*** Dataset entries ***

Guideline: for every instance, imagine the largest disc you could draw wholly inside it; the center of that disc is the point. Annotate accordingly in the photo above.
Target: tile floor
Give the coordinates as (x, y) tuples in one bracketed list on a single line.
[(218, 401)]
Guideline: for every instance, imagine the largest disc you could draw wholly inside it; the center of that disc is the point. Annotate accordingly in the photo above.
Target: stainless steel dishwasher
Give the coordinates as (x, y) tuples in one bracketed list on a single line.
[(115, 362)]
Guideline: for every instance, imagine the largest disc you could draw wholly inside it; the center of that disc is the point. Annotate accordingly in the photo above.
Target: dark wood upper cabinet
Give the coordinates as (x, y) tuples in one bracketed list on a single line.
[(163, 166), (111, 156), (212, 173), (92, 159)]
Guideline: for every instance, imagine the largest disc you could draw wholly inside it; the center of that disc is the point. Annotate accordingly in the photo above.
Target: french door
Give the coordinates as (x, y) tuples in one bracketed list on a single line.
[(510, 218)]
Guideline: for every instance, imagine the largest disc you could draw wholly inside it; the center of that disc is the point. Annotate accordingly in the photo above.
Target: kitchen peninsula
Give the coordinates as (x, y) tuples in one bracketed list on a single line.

*** End of Dataset entries ***
*** Dataset entries ***

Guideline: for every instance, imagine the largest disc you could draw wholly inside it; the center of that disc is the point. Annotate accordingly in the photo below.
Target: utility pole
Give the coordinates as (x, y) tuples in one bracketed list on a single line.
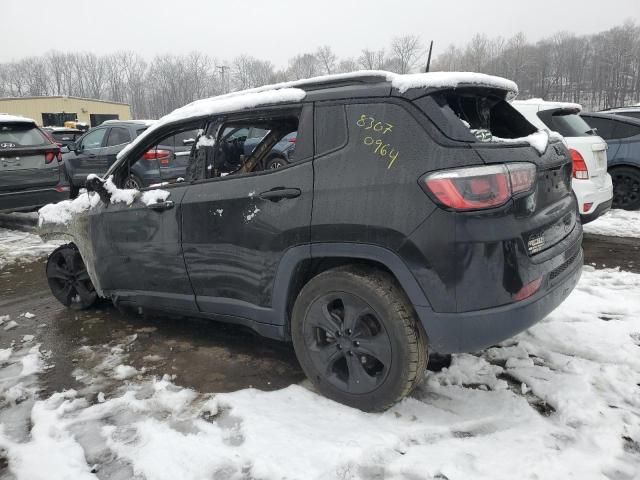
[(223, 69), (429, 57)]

*** End of Dataset entries ***

Exercise goal:
Among the records above, extract exactly the lines from the line with "Target: stainless steel dishwasher" to the line with "Target: dark wood upper cabinet", both lines included, and leave out the rest.

Answer for this exercise:
Target: stainless steel dishwasher
Give the coordinates as (x, y) tuples in one bracketed list on a single line.
[(115, 362)]
Guideline: for every instance, imagine the largest disc you could draw wholly inside it; the center of that disc is the point. Annotate accordingly in the photo above.
Target: dark wood upper cabinet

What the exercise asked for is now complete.